Once you find the line containing "You are given a photograph. Your task: indicate the plaid" in the data below, copy it and each following line exactly, up to and including the line containing "You are given a photograph. Your task: indicate the red vb", and nothing else.

BEGIN Input records

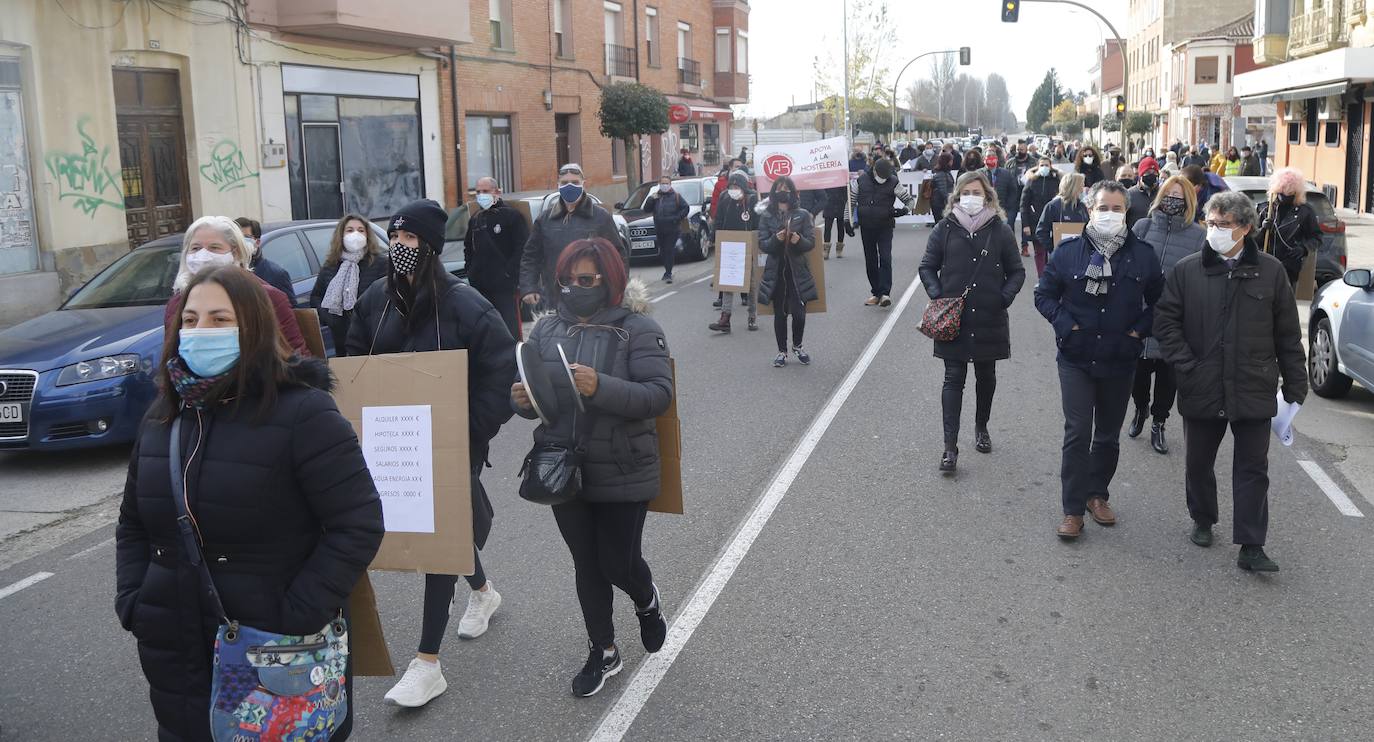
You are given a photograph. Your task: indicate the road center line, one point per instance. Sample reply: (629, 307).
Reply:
(1330, 488)
(621, 716)
(30, 580)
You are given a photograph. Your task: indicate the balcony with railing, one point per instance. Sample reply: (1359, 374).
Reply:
(689, 73)
(621, 61)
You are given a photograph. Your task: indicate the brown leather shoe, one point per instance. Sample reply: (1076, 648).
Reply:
(1101, 511)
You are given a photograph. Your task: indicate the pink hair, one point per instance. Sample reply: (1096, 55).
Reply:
(1289, 182)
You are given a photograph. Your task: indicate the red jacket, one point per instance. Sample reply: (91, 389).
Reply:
(285, 318)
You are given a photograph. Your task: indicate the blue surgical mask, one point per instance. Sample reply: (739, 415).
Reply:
(209, 352)
(570, 193)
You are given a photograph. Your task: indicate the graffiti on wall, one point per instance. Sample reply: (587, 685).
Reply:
(227, 169)
(85, 177)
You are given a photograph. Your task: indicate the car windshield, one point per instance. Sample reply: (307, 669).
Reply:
(142, 278)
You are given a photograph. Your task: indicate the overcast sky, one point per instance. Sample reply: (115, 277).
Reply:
(786, 33)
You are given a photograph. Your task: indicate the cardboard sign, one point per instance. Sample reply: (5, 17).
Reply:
(429, 513)
(811, 165)
(1066, 230)
(735, 259)
(669, 456)
(815, 259)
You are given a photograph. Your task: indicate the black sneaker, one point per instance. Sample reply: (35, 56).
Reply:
(598, 668)
(653, 628)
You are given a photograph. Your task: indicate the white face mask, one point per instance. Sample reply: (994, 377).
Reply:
(201, 260)
(1220, 239)
(970, 204)
(1109, 221)
(355, 241)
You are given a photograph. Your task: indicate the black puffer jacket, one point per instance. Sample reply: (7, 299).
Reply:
(948, 267)
(368, 272)
(790, 257)
(1230, 334)
(634, 388)
(554, 230)
(1293, 235)
(466, 322)
(289, 518)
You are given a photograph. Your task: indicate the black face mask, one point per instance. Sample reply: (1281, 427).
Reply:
(584, 302)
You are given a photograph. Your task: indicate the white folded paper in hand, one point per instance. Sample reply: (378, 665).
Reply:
(1282, 422)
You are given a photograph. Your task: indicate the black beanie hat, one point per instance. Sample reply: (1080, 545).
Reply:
(425, 219)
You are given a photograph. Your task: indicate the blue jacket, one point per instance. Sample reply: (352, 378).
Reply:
(1101, 345)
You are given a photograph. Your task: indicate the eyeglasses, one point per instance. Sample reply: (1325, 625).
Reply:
(583, 280)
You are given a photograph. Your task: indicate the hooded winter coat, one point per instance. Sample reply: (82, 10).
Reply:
(947, 270)
(289, 520)
(1230, 334)
(786, 257)
(1172, 241)
(554, 230)
(635, 385)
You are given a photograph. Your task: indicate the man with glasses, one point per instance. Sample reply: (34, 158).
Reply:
(1229, 326)
(572, 217)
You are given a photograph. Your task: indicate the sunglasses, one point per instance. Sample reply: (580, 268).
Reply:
(584, 280)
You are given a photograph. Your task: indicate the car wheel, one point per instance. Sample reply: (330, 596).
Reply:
(1321, 360)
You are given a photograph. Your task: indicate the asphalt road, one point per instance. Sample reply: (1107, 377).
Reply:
(826, 581)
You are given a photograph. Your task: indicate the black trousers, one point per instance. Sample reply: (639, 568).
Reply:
(1164, 388)
(1094, 410)
(1249, 476)
(605, 540)
(951, 397)
(840, 228)
(877, 257)
(438, 597)
(667, 243)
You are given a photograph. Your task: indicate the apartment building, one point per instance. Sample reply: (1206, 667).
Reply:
(1321, 76)
(528, 88)
(1153, 28)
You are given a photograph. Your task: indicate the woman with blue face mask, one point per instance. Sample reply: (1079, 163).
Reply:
(278, 495)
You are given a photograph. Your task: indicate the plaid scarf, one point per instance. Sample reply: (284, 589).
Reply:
(188, 386)
(1099, 265)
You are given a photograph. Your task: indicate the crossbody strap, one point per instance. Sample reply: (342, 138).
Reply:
(186, 526)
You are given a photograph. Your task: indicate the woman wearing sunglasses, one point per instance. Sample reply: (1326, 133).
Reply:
(618, 360)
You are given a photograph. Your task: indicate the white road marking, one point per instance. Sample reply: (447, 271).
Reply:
(621, 716)
(1330, 488)
(30, 580)
(92, 548)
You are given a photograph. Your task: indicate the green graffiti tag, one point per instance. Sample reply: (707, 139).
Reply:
(227, 166)
(85, 177)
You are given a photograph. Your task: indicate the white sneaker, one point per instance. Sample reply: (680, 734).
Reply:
(481, 605)
(421, 684)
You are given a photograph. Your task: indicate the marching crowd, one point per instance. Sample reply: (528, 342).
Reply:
(249, 513)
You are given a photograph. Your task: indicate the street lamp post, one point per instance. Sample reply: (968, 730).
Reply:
(963, 59)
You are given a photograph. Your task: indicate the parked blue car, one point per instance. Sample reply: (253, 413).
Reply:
(84, 374)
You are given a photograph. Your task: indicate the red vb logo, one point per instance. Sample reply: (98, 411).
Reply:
(778, 165)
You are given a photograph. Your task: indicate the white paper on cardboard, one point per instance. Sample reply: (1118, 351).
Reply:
(399, 448)
(1282, 422)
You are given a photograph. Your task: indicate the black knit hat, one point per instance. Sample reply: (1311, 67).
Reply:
(425, 219)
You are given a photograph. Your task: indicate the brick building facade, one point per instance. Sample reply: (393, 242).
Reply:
(528, 88)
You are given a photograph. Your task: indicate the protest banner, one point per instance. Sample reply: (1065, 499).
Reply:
(816, 261)
(735, 257)
(811, 165)
(410, 411)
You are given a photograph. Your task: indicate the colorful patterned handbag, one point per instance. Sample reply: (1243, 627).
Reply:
(941, 318)
(267, 687)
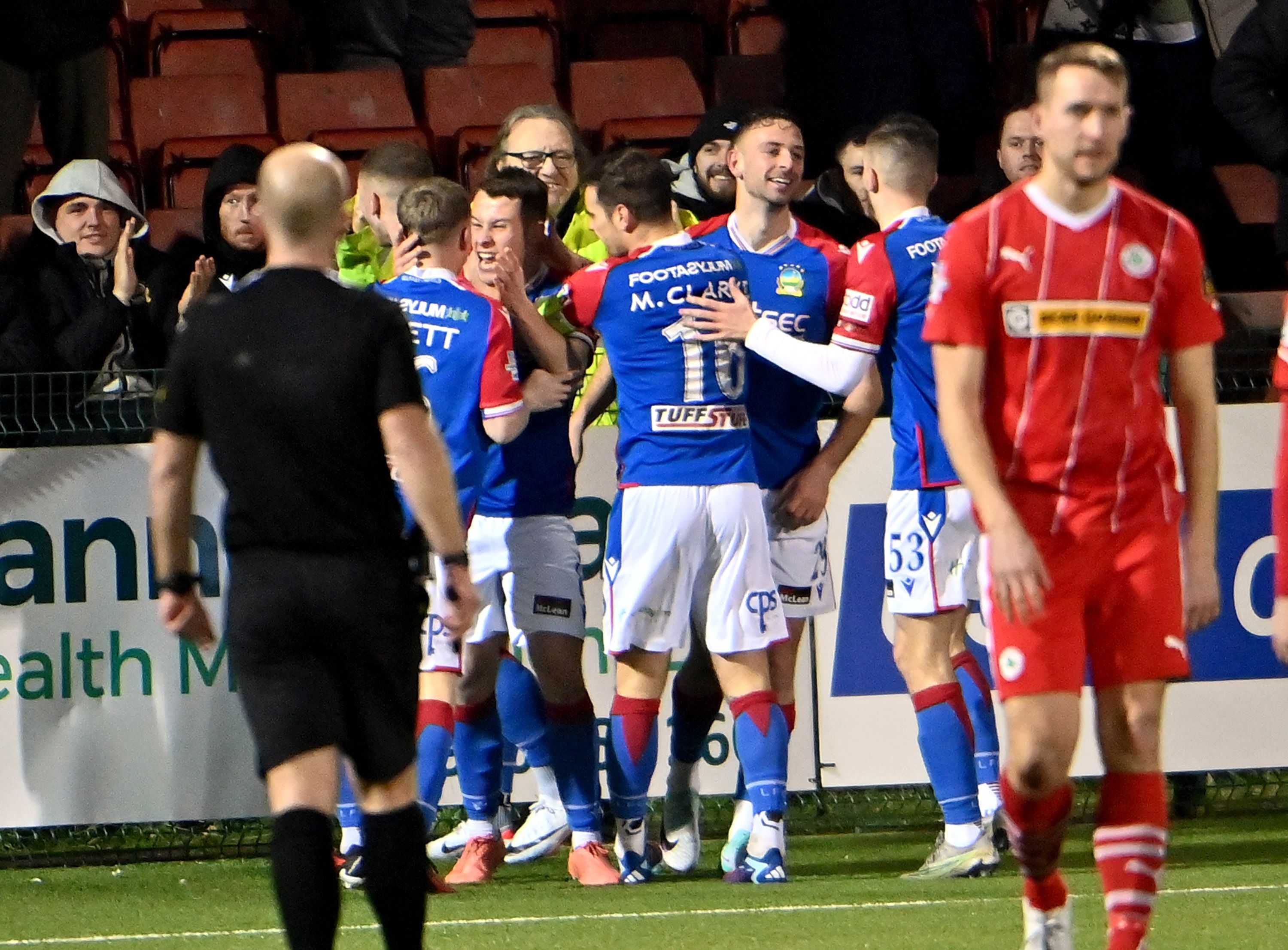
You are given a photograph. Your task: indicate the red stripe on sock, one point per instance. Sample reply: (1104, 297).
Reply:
(758, 706)
(473, 712)
(965, 661)
(571, 712)
(1037, 814)
(434, 713)
(1046, 894)
(954, 697)
(638, 717)
(1130, 849)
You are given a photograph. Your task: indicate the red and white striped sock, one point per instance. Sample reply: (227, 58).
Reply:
(1131, 849)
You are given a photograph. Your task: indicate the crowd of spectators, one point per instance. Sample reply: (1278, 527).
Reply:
(88, 292)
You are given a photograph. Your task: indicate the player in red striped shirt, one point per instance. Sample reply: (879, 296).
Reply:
(1051, 310)
(1279, 639)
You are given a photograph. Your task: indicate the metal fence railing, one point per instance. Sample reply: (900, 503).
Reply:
(42, 409)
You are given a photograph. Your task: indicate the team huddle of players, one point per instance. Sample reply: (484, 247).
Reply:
(1021, 348)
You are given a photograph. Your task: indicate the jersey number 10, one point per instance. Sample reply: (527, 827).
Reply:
(731, 361)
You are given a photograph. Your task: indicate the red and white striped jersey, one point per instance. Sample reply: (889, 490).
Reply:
(1075, 312)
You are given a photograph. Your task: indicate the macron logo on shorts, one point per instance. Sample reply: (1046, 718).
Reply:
(762, 603)
(552, 606)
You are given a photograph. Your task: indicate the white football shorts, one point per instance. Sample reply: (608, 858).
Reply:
(932, 551)
(678, 552)
(527, 573)
(799, 560)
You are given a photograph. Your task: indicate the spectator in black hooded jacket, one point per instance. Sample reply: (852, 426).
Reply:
(234, 243)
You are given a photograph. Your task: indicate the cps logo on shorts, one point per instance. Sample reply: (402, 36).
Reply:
(762, 603)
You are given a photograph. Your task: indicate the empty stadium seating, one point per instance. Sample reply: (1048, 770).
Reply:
(467, 104)
(312, 102)
(617, 98)
(517, 31)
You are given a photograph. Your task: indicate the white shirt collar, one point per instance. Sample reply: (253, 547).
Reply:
(903, 217)
(431, 274)
(744, 244)
(678, 240)
(1063, 216)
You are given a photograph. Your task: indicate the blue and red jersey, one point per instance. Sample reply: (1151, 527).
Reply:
(465, 359)
(888, 286)
(535, 473)
(798, 281)
(683, 414)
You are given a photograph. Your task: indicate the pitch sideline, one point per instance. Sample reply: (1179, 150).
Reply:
(572, 918)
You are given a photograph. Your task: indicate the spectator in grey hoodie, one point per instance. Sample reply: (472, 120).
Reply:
(93, 292)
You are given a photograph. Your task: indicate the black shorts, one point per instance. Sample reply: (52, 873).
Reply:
(326, 652)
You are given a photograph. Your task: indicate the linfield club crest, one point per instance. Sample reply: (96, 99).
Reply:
(791, 281)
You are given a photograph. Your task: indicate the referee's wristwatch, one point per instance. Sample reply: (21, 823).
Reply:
(459, 559)
(178, 583)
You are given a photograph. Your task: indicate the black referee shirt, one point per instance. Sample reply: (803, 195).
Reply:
(285, 381)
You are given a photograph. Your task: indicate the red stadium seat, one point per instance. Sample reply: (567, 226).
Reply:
(310, 102)
(753, 29)
(186, 161)
(603, 91)
(170, 107)
(167, 225)
(467, 104)
(517, 31)
(647, 34)
(666, 137)
(754, 80)
(1252, 192)
(351, 145)
(203, 43)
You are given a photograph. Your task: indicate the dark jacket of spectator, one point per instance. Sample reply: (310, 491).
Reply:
(24, 341)
(235, 165)
(38, 33)
(1250, 88)
(91, 328)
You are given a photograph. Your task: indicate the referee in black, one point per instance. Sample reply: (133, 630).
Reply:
(302, 388)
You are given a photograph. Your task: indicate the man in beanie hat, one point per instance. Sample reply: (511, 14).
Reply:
(705, 186)
(93, 290)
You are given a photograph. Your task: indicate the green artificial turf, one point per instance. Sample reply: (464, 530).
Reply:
(1227, 887)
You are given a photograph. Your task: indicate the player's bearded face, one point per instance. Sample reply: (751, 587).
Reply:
(769, 160)
(1082, 122)
(495, 225)
(605, 226)
(711, 167)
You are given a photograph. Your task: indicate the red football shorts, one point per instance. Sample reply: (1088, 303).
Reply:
(1116, 601)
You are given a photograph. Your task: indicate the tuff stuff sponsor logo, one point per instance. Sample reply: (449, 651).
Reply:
(552, 606)
(699, 418)
(1125, 320)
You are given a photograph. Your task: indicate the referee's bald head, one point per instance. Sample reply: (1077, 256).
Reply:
(301, 189)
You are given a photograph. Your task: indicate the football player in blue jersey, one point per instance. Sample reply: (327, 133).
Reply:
(688, 541)
(523, 548)
(932, 538)
(796, 280)
(468, 368)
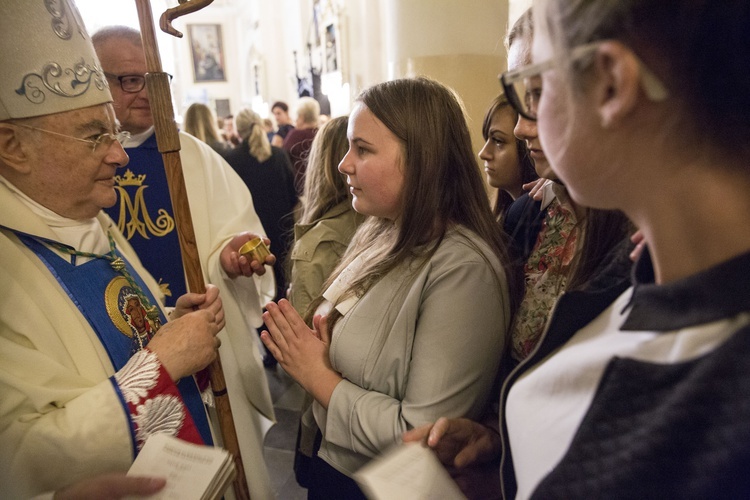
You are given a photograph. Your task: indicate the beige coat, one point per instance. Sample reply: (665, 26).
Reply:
(318, 247)
(422, 343)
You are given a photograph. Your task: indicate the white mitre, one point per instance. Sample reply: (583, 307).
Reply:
(47, 59)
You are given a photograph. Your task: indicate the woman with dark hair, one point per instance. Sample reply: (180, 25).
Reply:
(506, 159)
(418, 308)
(636, 390)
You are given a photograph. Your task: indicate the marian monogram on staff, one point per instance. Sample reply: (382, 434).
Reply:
(134, 216)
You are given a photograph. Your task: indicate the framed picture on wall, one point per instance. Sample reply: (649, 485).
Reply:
(207, 52)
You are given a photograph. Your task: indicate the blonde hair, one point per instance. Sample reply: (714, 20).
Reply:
(200, 122)
(249, 126)
(309, 110)
(325, 186)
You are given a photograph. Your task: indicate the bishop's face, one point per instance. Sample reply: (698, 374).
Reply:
(66, 175)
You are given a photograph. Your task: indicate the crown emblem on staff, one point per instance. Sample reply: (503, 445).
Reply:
(130, 179)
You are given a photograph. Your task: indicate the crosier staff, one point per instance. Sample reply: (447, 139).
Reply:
(168, 141)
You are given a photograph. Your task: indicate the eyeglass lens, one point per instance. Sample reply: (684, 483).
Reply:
(524, 94)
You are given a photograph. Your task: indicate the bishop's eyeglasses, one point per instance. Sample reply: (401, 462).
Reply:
(131, 84)
(105, 138)
(523, 86)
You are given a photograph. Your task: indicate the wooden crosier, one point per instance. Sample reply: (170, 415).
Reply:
(168, 141)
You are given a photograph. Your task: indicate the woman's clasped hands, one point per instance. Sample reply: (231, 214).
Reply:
(300, 350)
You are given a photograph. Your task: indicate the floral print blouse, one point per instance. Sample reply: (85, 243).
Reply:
(546, 273)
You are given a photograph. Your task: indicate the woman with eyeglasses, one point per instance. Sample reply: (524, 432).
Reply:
(506, 160)
(643, 393)
(562, 244)
(639, 390)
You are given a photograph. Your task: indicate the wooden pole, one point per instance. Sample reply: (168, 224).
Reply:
(168, 141)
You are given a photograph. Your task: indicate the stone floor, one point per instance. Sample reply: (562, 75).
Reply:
(279, 444)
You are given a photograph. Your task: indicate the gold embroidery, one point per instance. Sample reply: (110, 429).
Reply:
(126, 310)
(134, 217)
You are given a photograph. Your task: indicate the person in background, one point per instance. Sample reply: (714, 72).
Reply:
(326, 224)
(224, 219)
(269, 128)
(417, 313)
(229, 133)
(200, 122)
(583, 250)
(562, 244)
(91, 364)
(298, 141)
(506, 159)
(646, 379)
(284, 124)
(327, 221)
(267, 172)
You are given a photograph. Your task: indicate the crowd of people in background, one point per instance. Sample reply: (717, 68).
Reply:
(519, 336)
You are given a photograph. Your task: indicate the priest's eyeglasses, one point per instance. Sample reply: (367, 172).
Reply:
(131, 84)
(106, 138)
(523, 86)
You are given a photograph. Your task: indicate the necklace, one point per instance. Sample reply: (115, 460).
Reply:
(118, 264)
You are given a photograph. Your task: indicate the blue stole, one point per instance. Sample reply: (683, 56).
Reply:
(144, 214)
(107, 301)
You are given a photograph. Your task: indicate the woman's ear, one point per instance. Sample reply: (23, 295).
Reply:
(619, 82)
(12, 152)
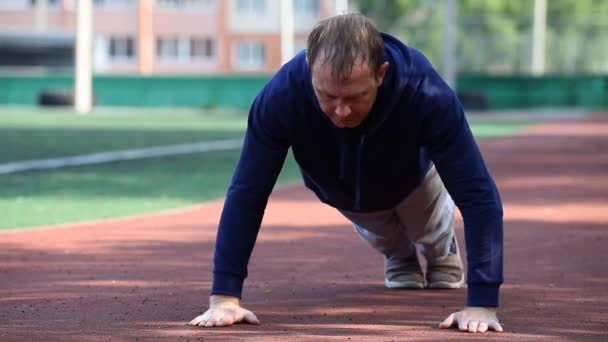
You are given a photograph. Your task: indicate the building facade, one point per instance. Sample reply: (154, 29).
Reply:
(174, 36)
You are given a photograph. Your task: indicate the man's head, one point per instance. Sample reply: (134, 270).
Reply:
(346, 58)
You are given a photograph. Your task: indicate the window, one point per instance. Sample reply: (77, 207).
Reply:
(184, 49)
(306, 7)
(121, 48)
(167, 48)
(251, 7)
(250, 54)
(201, 48)
(203, 4)
(114, 3)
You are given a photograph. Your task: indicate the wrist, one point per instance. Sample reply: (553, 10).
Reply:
(219, 299)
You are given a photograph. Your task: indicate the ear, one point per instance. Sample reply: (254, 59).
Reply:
(382, 73)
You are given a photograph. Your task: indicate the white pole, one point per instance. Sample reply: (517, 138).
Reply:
(538, 37)
(83, 77)
(449, 43)
(341, 6)
(40, 15)
(287, 30)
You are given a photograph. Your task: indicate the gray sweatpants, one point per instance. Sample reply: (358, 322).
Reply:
(425, 217)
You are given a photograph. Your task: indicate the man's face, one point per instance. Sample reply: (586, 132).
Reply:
(347, 102)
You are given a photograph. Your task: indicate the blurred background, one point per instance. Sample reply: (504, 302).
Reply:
(183, 73)
(207, 53)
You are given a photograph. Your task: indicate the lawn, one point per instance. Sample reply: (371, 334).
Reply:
(132, 187)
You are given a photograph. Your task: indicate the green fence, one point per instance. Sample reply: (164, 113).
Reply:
(508, 92)
(154, 91)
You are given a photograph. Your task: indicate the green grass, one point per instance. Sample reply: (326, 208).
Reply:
(36, 134)
(125, 188)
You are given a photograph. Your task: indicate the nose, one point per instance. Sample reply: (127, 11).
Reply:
(342, 110)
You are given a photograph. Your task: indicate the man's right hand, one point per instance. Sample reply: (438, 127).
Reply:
(224, 311)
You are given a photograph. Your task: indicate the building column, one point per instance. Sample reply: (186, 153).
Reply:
(145, 39)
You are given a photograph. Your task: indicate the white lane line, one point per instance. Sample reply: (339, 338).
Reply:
(106, 157)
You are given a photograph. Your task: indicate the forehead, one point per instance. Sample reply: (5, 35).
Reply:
(360, 78)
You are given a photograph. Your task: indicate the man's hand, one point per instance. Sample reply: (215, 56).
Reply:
(224, 311)
(473, 319)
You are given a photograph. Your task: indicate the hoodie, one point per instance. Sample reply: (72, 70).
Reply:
(416, 121)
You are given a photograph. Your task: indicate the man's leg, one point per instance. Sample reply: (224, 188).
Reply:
(428, 217)
(384, 233)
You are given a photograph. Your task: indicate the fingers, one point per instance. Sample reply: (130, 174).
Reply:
(496, 326)
(447, 323)
(222, 318)
(250, 318)
(196, 320)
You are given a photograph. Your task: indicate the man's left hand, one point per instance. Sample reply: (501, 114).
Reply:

END Input records

# Result for this exercise:
You are given a photograph. Your task: indicate the plaid scarf, one point per instance. Sample reply: (284, 589).
Reply:
(188, 386)
(1099, 265)
You are given a photograph. Your task: indicate the crossbody strap, one point per instance. Sample reply: (342, 138).
Reply:
(186, 526)
You are given a photograph. Your task: indicate the woman wearing sunglasses, one point per instance. Sample reply: (1326, 133).
Reply:
(618, 360)
You are given a photograph. Your task: indicate the white road marking, one point per instance. Sample reply: (447, 271).
Reply:
(621, 716)
(1330, 488)
(30, 580)
(92, 548)
You are given a photograph. Your task: indicate the green graffiti tag, one point per instance. Sample reply: (707, 139).
Reply:
(227, 166)
(85, 177)
You are given a photograph. Your task: indicate the white sneaker, one point per instance. Sample reply: (680, 734).
Reply:
(481, 605)
(421, 684)
You are given a photograph. Your task: indicate the marching crowd, one point per instance. Sample reply: (528, 342).
Reply:
(249, 513)
You are given a photograph. Your task: indicate the street lamp post, one point per instance. Sample reply: (968, 730).
Reply:
(963, 59)
You are given a photograph. Your task: indicate the parked blue car, one point per instance. Sample reply: (253, 413).
Reply:
(84, 374)
You are given a photograph. Your task: indicate the red vb logo, one point per instance. Sample reply: (98, 411).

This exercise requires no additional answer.